- **What you should do**
Please collect every line in the records below that contains the string "motorbike". The match is case-sensitive.

- **Input material**
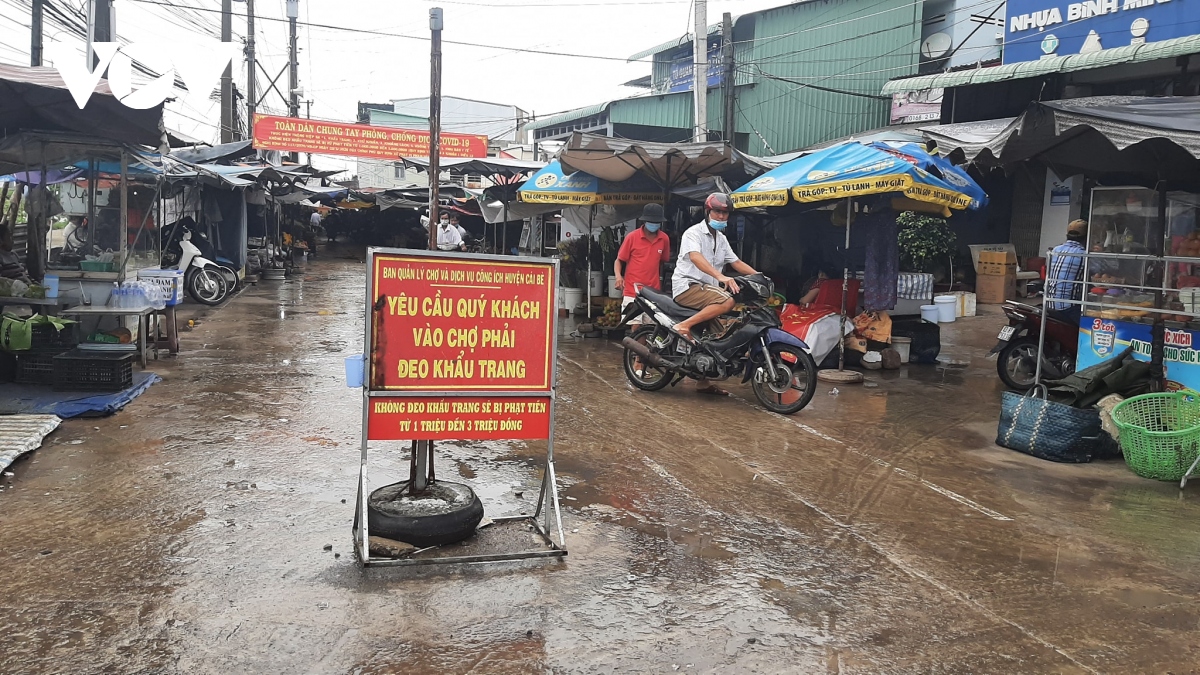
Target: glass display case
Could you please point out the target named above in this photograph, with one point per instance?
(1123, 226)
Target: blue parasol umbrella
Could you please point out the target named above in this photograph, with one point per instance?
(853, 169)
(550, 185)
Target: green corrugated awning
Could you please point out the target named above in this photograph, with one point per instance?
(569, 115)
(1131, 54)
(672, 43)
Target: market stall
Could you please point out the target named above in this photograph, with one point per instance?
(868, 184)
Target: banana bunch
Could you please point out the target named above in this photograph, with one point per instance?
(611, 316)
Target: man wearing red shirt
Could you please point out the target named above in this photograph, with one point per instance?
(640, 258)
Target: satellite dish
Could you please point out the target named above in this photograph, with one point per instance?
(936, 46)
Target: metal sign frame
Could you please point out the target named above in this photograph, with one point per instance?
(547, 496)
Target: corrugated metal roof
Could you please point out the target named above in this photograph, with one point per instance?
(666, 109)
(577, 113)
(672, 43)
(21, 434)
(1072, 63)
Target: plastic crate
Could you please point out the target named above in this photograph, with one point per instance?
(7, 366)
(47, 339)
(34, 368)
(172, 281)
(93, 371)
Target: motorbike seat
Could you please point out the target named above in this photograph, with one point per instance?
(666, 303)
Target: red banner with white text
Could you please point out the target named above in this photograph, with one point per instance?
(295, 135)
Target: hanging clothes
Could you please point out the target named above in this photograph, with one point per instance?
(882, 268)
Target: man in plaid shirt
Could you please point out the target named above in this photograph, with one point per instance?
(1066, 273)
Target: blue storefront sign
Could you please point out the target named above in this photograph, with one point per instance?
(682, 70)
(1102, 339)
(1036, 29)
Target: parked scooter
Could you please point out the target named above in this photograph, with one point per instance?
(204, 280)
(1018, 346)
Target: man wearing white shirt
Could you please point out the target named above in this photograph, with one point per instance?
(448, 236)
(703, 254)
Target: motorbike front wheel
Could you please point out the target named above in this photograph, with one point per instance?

---

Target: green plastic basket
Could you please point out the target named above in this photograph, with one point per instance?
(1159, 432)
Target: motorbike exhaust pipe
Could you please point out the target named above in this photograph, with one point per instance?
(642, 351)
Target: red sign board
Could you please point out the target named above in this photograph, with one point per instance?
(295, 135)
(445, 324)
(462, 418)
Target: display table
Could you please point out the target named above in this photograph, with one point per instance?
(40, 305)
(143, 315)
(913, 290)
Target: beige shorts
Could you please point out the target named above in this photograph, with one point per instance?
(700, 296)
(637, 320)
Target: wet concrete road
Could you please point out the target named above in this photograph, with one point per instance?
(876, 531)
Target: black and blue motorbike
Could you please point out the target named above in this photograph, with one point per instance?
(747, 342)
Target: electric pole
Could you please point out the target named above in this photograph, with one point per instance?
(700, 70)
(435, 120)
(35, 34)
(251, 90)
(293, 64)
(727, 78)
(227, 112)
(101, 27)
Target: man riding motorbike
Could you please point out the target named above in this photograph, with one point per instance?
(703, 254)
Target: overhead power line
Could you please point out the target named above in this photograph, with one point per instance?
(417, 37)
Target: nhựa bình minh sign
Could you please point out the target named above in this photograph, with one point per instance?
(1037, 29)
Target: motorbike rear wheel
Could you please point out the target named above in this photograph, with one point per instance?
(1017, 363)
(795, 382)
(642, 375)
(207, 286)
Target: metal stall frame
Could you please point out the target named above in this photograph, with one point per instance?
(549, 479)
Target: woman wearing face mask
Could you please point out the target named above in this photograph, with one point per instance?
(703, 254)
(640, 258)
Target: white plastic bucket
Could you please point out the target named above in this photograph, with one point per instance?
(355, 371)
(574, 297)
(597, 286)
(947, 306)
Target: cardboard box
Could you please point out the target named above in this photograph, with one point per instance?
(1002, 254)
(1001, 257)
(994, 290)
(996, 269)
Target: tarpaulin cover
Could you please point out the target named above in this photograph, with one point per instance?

- **Response to this task**
Target: motorbike seat
Target: motorbike front wheel
Target: motorbike exhaust pipe
Target: black and blue motorbike
Target: man riding motorbike
Target: motorbike rear wheel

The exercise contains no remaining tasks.